本文国际来源：http://www.facebook.com/FacebookEngineering#/note.php?note_id=76191543919&ref=mf

Engineering @ Facebook 发布的博文

Needle in a haystack: efficient storage of billions of photos

NFS photo infrastructure

The old photo infrastructure consisted of several tiers:

• Upload tier receives users’ photo uploads, scales the original images and saves them on the NFS storage tier.
• Photo serving tier receives HTTP requests for photo images and serves them from the NFS storage tier.
• NFS storage tier built on top of commercial storage appliances.

Since each image is stored in its own file, there is an enormous amount of metadata generated on the storage tier due to the namespace directories and file inodes. The amount of metadata far exceeds the caching abilities of the NFS storage tier, resulting in multiple I/O operations per photo upload or read request. The whole photo serving infrastructure is bottlenecked on the high metadata overhead of the NFS storage tier, which is one of the reasons why Facebook relies heavily on CDNs to serve photos. Two additional optimizations were deployed in order to mitigate this problem to some degree:

• Cachr: a caching server tier caching smaller Facebook “profile” images.
• NFS file handle cache – deployed on the photo serving tier eliminates some of the NFS storage tier metadata overhead

Haystack Photo Infrastructure

The new photo infrastructure merges the photo serving tier and storage tier into one physical tier. It implements a HTTP based photo server which stores photos in a generic object store called Haystack. The main requirement for the new tier was to eliminate any unnecessary metadata overhead for photo read operations, so that each read I/O operation was only reading actual photo data (instead of filesystem metadata). Haystack can be broken down into these functional layers -

• HTTP server
• Photo Store
• Haystack Object Store
• Filesystem
• Storage

In the following sections we look closely at each of the functional layers from the bottom up.

+ + + + +

#### [WHAT YOU HAVE TO DO]
Copy the Haystack text from "本文国际来源：http://" up to and including "on the NFS storage tier.", switching each "NFS" to "SAN".

+ + + + +

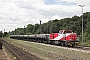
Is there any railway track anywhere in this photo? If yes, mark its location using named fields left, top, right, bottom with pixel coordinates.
left=0, top=40, right=41, bottom=60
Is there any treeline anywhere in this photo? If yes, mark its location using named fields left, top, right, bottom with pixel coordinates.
left=10, top=12, right=90, bottom=41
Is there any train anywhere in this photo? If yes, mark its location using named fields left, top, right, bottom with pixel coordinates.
left=10, top=30, right=79, bottom=47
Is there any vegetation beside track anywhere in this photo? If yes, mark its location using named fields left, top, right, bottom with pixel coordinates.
left=2, top=38, right=90, bottom=60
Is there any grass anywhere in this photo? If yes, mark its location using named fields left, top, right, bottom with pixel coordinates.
left=2, top=39, right=90, bottom=60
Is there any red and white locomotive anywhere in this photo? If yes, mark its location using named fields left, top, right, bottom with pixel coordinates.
left=10, top=30, right=79, bottom=46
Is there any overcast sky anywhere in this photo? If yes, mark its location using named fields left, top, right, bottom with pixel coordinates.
left=0, top=0, right=90, bottom=32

+ + + + +

#### [SOLUTION TO THE EXERCISE]
本文国际来源：http://www.facebook.com/FacebookEngineering#/note.php?note_id=76191543919&ref=mf

Engineering @ Facebook 发布的博文

Needle in a haystack: efficient storage of billions of photos

SAN photo infrastructure

The old photo infrastructure consisted of several tiers:

• Upload tier receives users’ photo uploads, scales the original images and saves them on the SAN storage tier.